• Provided text:
Sole Director of a Company
If you’re the sole director and shareholder of a proprietary company, your death may leave the business without anyone legally authorised to make decisions. Fortunately, Section 201F of the Corporations Act 2001 (Cth) provides a solution: your executor or legal personal representative can appoint a new director to keep the company running. Often, this is the executor themselves. Once your shares in the company are distributed according to your will, new directors can be appointed by the beneficiaries.
However, if there’s no clear provision in your will—or no will at all—this process becomes more complicated and time-consuming.
Joint Directors and Shareholders
In companies with more than one director, your death won’t stop the business from operating. The remaining directors continue running the company. Similarly, if you hold shares jointly with another person (often a spouse), your shares will automatically pass to them. But if you own shares individually, they form part of your estate and are transferred according to your will or the laws of intestacy.
It’s important to check your company constitution and any shareholders’ agreements. These may contain specific provisions regarding what happens on the death of a shareholder, including rights of first refusal or forced buyouts.
Trusts and Trustee Appointments
Business owners often operate through a family trust for tax and asset protection reasons. The control of the trust lies with the trustee, often a company, and the appointor or principal, who has the power to appoint or remove trustees.
If you die as the sole director of a corporate trustee, your executor may be able to appoint a new director to ensure continuity of control. If the trust has individual trustees, control may revert to the remaining trustee or be determined by the trust deed.
The trust deed is crucial here and must be reviewed as part of preparing your estate plan.
Partnerships and Joint Ventures
If you're in a partnership and one partner dies, the partnership is automatically dissolved under law unless a partnership agreement states otherwise. It’s essential to review that agreement to understand how the assets, liabilities, and client obligations will be handled.

Extracted data entries:

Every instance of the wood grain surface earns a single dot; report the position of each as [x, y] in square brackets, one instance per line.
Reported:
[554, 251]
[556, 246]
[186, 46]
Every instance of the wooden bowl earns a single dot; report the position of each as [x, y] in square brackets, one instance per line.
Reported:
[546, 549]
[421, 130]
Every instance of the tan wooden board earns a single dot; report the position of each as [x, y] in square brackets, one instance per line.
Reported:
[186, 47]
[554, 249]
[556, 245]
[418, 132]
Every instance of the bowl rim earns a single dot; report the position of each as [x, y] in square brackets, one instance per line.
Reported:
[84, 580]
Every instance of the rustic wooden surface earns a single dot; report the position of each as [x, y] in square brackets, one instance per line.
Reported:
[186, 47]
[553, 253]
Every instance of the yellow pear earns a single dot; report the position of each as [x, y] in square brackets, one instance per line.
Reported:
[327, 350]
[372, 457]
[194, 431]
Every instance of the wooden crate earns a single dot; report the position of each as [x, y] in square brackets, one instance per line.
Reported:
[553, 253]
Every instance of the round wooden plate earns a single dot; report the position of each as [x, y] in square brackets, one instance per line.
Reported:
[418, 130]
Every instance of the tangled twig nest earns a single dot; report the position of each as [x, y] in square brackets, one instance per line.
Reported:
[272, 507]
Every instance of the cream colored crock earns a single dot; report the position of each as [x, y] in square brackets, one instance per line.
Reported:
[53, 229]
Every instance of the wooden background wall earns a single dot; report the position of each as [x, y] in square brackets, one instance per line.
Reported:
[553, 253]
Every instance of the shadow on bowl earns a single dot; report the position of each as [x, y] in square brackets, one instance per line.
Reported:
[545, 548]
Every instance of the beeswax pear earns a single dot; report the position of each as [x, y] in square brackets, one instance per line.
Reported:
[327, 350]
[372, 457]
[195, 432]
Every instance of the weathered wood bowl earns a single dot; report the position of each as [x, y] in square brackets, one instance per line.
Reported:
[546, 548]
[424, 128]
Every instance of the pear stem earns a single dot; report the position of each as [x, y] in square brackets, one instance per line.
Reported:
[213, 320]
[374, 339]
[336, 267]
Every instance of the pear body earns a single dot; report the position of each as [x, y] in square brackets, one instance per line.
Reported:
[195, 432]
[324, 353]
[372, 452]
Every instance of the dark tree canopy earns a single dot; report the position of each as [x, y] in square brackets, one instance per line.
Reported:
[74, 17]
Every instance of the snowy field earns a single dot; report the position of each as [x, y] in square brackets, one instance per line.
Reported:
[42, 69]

• Objective:
Copy the passage on business succession from "Sole Director of a Company" to "complicated and time-consuming.", replacing "executor" with "administrator". Use only the passage on business succession, not the rows.

• Finished answer:
Sole Director of a Company
If you’re the sole director and shareholder of a proprietary company, your death may leave the business without anyone legally authorised to make decisions. Fortunately, Section 201F of the Corporations Act 2001 (Cth) provides a solution: your administrator or legal personal representative can appoint a new director to keep the company running. Often, this is the administrator themselves. Once your shares in the company are distributed according to your will, new directors can be appointed by the beneficiaries.
However, if there’s no clear provision in your will—or no will at all—this process becomes more complicated and time-consuming.